--- Record extracts Enclosed Below ---

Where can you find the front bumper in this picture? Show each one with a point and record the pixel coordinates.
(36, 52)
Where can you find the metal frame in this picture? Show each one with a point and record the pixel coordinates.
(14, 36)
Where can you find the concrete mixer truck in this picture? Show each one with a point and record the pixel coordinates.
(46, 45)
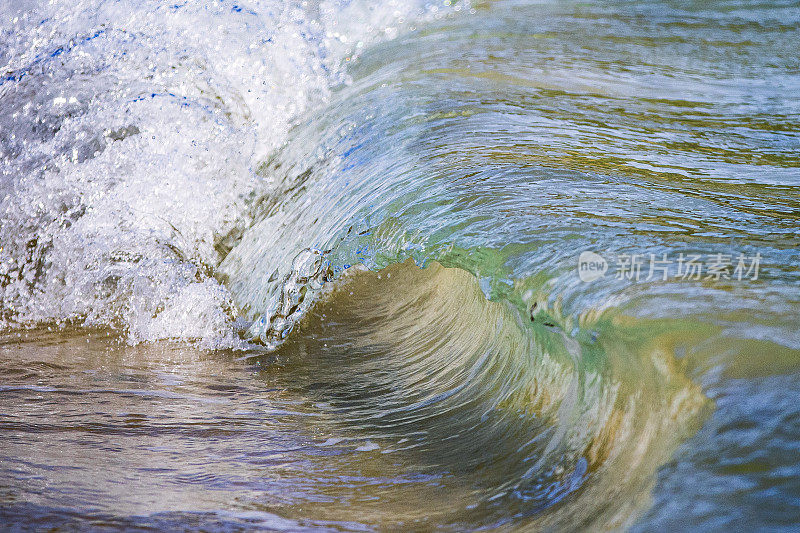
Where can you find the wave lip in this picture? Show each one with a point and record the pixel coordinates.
(417, 362)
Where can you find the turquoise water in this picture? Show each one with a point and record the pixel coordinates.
(338, 267)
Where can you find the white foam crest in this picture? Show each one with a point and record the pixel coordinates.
(129, 140)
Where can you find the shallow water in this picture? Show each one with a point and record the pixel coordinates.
(215, 218)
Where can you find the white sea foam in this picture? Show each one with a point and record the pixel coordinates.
(129, 138)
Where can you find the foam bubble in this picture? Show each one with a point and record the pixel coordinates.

--- End of Enclosed Record extracts ---

_Task directions_
Restate it all word for word: every record, no pictures.

_Finished task_
Where can you find the front bumper in this picture? Show each one with a point and record the pixel coordinates.
(36, 52)
Where can you find the metal frame in this picture? Show each one with a point and record the pixel coordinates.
(14, 36)
Where can you find the concrete mixer truck in this picture? Show each one with a point and record the pixel coordinates.
(46, 45)
Where can you find the wave lip in this picture? Show each one with a point and record the pixel coordinates.
(417, 362)
Where can you find the turquoise water in this picture? Show each one with a point and record the pixel coordinates.
(338, 267)
Where can you find the white foam crest in this picture? Show each one with a point and record the pixel coordinates.
(129, 140)
Where can you find the shallow water in this picture? Show each one with a point and record the pixel coordinates.
(215, 218)
Where can you find the white sea foam in this picture? Show each one with a point and record the pixel coordinates.
(129, 138)
Where can you find the foam bubble in this picture? Show each one with a point and record the pixel coordinates.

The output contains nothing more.